### Work instructions
Pull out every line of the records that contains the string "cream".

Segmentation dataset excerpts
[Begin]

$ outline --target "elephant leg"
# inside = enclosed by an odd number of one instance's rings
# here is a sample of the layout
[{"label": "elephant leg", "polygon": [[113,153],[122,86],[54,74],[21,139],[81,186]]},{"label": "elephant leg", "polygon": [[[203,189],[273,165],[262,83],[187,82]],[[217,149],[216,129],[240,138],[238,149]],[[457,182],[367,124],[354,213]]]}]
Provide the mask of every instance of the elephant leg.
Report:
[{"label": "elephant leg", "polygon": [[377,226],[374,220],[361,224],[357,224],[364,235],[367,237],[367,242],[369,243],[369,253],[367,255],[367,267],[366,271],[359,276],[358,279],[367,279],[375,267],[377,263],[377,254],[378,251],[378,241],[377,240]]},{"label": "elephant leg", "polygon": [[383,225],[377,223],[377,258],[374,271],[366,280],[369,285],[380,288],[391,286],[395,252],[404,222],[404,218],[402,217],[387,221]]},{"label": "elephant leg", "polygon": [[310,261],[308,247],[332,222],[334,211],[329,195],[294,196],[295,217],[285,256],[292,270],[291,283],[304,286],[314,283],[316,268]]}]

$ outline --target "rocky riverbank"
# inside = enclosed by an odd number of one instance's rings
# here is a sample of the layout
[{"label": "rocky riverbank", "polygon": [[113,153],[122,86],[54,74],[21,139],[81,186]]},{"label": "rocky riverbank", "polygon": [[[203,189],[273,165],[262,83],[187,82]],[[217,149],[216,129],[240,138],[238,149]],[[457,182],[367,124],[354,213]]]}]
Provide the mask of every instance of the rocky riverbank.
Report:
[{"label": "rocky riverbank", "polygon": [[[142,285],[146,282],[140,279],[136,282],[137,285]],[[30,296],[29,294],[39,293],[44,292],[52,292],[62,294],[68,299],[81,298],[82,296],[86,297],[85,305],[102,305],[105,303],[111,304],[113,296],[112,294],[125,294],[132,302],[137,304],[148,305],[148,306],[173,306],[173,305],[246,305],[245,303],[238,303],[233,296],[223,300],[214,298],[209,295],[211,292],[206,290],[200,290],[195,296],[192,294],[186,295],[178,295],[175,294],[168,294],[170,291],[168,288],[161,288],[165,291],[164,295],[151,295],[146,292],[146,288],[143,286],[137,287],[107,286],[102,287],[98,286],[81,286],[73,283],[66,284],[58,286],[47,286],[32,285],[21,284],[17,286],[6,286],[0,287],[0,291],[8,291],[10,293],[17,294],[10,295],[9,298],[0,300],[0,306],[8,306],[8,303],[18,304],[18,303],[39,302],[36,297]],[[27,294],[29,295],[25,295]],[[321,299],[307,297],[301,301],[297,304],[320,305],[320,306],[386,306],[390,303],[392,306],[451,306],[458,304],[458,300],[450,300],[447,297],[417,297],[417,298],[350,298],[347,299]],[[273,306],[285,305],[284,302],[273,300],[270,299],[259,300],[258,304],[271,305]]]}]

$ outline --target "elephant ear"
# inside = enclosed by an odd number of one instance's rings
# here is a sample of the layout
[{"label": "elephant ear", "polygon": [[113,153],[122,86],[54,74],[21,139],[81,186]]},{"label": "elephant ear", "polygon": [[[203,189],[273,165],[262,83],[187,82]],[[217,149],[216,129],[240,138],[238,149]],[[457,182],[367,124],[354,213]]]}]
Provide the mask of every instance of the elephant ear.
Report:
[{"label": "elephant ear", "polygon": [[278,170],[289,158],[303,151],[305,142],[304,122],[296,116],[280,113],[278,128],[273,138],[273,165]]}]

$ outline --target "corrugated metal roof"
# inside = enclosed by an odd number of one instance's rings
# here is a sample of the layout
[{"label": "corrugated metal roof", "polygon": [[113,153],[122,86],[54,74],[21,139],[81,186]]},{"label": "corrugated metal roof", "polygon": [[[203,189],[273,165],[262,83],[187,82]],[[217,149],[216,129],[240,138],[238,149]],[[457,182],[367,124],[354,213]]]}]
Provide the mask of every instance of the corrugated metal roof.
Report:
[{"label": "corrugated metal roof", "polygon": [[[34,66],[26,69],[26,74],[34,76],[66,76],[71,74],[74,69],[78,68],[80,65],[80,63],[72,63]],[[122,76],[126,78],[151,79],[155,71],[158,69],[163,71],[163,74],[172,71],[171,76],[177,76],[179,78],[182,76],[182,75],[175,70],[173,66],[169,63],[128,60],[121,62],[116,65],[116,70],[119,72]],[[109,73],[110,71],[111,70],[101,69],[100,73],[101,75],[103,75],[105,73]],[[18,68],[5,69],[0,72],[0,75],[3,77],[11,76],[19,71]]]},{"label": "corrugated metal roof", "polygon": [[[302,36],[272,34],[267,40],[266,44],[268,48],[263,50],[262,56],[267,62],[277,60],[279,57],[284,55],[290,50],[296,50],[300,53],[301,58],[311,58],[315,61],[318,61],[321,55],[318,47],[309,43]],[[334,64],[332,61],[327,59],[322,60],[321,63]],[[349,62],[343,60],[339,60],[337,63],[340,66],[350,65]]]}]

[End]
[Begin]

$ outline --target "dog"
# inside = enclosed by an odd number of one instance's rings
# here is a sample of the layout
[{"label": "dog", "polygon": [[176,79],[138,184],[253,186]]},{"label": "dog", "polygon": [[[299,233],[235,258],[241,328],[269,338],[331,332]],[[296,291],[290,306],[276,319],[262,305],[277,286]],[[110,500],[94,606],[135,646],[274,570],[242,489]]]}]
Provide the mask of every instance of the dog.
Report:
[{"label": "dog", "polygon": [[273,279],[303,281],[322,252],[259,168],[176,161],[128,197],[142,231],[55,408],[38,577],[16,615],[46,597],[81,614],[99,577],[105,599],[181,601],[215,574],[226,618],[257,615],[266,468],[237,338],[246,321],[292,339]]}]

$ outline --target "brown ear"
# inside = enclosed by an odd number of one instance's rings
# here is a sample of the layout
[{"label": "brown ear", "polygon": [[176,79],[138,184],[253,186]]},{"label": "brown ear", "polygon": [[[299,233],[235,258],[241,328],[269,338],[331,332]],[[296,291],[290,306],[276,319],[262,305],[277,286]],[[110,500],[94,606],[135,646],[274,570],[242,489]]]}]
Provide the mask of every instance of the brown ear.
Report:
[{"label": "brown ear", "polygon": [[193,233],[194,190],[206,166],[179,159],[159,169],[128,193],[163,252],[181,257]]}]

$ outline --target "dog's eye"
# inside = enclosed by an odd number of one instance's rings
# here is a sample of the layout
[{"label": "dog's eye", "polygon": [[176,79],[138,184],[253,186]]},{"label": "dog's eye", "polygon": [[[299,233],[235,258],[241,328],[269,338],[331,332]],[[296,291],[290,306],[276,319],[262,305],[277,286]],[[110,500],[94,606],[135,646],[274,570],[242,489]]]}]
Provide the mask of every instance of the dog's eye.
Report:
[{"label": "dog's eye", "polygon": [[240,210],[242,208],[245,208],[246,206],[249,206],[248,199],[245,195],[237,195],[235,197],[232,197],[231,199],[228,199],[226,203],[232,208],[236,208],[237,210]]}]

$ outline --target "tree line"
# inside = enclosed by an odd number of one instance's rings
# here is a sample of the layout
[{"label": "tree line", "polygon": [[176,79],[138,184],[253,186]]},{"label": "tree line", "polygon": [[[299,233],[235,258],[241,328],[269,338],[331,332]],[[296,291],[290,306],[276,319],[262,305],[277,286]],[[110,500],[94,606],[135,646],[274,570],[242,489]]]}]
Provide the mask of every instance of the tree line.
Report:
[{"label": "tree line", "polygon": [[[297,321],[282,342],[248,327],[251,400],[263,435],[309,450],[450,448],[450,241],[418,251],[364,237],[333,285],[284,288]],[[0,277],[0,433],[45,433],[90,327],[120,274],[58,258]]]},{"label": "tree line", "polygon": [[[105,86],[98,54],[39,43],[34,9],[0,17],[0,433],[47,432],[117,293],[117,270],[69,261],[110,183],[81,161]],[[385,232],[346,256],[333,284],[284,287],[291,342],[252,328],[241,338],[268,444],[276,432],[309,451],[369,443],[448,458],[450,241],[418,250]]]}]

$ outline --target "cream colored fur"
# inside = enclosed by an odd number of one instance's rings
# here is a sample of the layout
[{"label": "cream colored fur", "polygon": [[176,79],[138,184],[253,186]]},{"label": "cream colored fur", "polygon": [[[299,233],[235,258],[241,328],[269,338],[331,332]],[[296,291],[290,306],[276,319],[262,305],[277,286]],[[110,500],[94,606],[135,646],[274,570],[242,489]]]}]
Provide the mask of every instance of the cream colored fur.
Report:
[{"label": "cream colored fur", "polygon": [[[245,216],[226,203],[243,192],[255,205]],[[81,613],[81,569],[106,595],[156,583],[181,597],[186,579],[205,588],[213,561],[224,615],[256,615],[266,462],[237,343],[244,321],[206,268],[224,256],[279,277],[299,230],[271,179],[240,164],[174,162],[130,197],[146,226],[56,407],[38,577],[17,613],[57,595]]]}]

[End]

### Solution for this problem
$ outline --target "cream colored fur"
[{"label": "cream colored fur", "polygon": [[176,79],[138,184],[253,186]]},{"label": "cream colored fur", "polygon": [[[299,233],[235,258],[241,328],[269,338],[331,332]],[[296,291],[290,306],[276,319],[262,305],[277,286]],[[110,500],[94,606],[135,646],[274,570],[242,489]]]}]
Provide the mask of every instance of the cream colored fur.
[{"label": "cream colored fur", "polygon": [[[245,216],[226,203],[243,192],[255,205]],[[81,613],[81,569],[106,595],[156,583],[181,597],[186,579],[205,588],[213,561],[224,615],[256,615],[266,462],[237,343],[244,321],[206,268],[224,256],[279,277],[299,230],[271,179],[240,164],[174,162],[130,197],[146,226],[56,407],[38,577],[17,613],[57,595]]]}]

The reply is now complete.